WRITTEN INSTRUCTION | Rewrite only the lines from the one containing "Query: church dome" through the one containing "163 182 L 160", inclusive, substituting "cathedral dome" for every "church dome" and leaving everything else unchanged.

[Segmentation data]
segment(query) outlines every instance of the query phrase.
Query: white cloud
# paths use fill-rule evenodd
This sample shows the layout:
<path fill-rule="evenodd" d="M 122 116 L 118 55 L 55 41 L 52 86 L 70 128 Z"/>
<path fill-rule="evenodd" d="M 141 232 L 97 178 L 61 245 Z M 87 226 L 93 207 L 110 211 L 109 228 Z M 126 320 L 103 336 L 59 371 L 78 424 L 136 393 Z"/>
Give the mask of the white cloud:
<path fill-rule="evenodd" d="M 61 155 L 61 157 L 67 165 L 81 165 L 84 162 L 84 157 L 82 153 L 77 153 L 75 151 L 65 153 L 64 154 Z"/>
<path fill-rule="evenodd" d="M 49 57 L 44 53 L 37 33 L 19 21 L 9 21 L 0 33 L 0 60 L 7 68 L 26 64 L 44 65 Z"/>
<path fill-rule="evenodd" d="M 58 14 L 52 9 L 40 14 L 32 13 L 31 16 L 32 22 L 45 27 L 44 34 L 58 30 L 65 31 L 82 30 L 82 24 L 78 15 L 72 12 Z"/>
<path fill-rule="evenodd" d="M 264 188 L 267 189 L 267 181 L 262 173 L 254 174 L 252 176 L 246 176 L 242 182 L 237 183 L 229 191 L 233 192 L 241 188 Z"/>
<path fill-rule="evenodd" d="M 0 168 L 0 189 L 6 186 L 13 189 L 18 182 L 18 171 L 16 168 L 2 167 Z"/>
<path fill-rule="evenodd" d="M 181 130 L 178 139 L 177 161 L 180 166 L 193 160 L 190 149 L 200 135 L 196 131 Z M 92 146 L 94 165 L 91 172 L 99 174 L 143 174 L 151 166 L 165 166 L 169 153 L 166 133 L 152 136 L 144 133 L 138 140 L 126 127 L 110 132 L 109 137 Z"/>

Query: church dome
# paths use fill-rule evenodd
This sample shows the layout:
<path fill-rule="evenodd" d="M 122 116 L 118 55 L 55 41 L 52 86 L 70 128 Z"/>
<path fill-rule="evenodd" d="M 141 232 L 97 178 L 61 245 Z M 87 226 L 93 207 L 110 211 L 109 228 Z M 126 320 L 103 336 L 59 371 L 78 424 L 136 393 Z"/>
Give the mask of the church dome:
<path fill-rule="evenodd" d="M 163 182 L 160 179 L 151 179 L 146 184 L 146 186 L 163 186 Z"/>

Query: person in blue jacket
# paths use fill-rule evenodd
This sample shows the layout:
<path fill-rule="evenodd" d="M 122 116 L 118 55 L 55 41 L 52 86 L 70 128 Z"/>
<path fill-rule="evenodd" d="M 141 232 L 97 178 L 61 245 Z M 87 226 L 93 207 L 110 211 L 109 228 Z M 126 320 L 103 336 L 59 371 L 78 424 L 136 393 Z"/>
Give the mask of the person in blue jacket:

REPLY TO THE TASK |
Query: cathedral dome
# paths use fill-rule evenodd
This sample shows the layout:
<path fill-rule="evenodd" d="M 122 116 L 118 55 L 55 41 L 52 86 L 70 128 Z"/>
<path fill-rule="evenodd" d="M 141 232 L 97 178 L 61 245 Z M 87 226 L 93 207 L 110 211 L 109 228 Z M 126 320 L 103 336 L 59 371 L 78 424 L 136 393 Z"/>
Give the mask of the cathedral dome:
<path fill-rule="evenodd" d="M 163 182 L 160 179 L 151 179 L 146 184 L 146 186 L 163 186 Z"/>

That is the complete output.